Verilen Metin -
==============================

AĞLAMAYI HEP SEVDİM / SİYAH ADAM

Yağmur gibi temizler insanın içini. Yollar, sokaklar, kaldırımlar, ağaçlar ve börtü-böcek sanki hep onunla sevinir ya... bende de ağlamanın yeri, bu...  bir sevinç vesilesi yani. Tamir olmaz, onarım bilmez, her yandan depreşen en şehvetli yaralar için bile merhem... Ondan mıdır bilmem en çok çocuklara yakışır; en çok da çocuklar masumdur. Hatta onlar ağladığında çevresindeki büyüklerin güldüğünü bile görürsünüz. Demek ki diyorum: "sevindirici" bir faaliyet.

Ama "Afrika için de öyle" diyemiyorum. Baştan aşağı kara bulutlar kaplamış ufkunu. Havada bir basıklık, bir sıkıntı... Göğüs sıkışıklığı, kalp ağrısı... gökyüzü sanki yerin göğsüne doğru yaklaşmış da baskı yapıyor. Gerisi gelmeyen bir daralma... Arkasından beklediğiniz yağmuru bulamadığınız çaresizlik durumu; Hayata tutunmak için dayanak aradığınız manasızlaşma eğilimi. Gönül ve zihin fonksiyonlarının dükkanı kapattığı zamanlar... ne ağlayabiliyor ne de ferahlayabiliyorsunuz. Annem böyle zamanlar için "eline tesbih al da biraz Allah çek" der. Ya da bizim neslin savsaklamalarını bildiğinden "namazlarınıza dikkat edin" dediği de olur. Hakikaten de çaredir, bunlar...

Bense bu sıkışmışlık içerisinde ağlamayı bir teselli görüp, ondan kaçmaktayım, koşa koşa. Afrika'ya ağlayıp rahatlamak sanki kanıma dokunuyor, sanki gönül ülkemden sürüleceğim; sanki biriktirdiğim cevherler kaybolacak; sanki hain addedileceğim... benim yakamı bırakmayan değil, benim yakasını bırakmadığım vadide boğulma nöbetleri geçiriyorum. "insanlığın son adası" mı sular altında kalan... Biriktirdiğim çocukluk kabuslarımın tabiri mi dikilen, yamacıma? Hangi bahtsızlık bu sokak ortasında vurmak isteyen kederlerimi... siyah çocukların ruhları mı dikiliyor çöl kumlarına, hiç bitmeyecek olan. Kapımı çalamayan, sokakta el açamayan, araba camımı silemeyen, kağıt mendil satamayan...

==============================

Veri Bölümü -
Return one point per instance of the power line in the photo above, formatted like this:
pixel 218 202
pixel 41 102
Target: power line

==============================

Yapılacaklar -
A) Verilen metindeki anlatıcı, ağlamayı neden "sevindirici" bir faaliyet olarak niteler? Bir ile üç cümle arasında açıklayın.
B) Ağlama ve Afrika üzerine verilen metni, son cümlesinden sonra gelecek bölümü yazarak sürdürün.

Yanıtlar -
A) Anlatıcı, çocuklar ağladığında çevrelerindeki büyüklerin güldüğünün görüldüğünü söyler ve buradan ağlamanın "sevindirici" bir faaliyet olduğu sonucuna varır. Ayrıca ağlamanın yağmur gibi insanın içini temizlediğini belirtir. Yağmurla her şey sevinir, ağlama da onun için bir sevinç vesilesidir.

B)
Toplanıp geliyor bütün depresyonlarım; Çıldırma raddeleri, tohumlanma evreleri, yeni baştan düşünüşler. Bırakmak istemediğim yaka kaplıyor Afrika çöllerini. Elini tutmak istiyorum düşmesin diye toprağa; düşmesin o adam, düşmesin kadınlar, kızlar; düşmesin çocuklar... bir kader anıtı gibi Cebrail kanadı takmak istiyorum, kendim için bile dilemediğim, çaputlar bağlıyorum, mumlar yakıyorum... hangi yozluğun arkasındayım diye sorguluyorum: hangi çiğliğin yamacında, sefahatin kolunda...

Damarlarımda kan donuyor. Sanki kalbimi tıkıyor, düşüncelerim. Adım atamıyorum, hangi firavun tutuyor kollarımdan... ben sana ulaşmak istiyorum. Modern dünyanın dehlizlerinde kaybettiğim insanlığımı siyah adamın gözlerinde arıyorum.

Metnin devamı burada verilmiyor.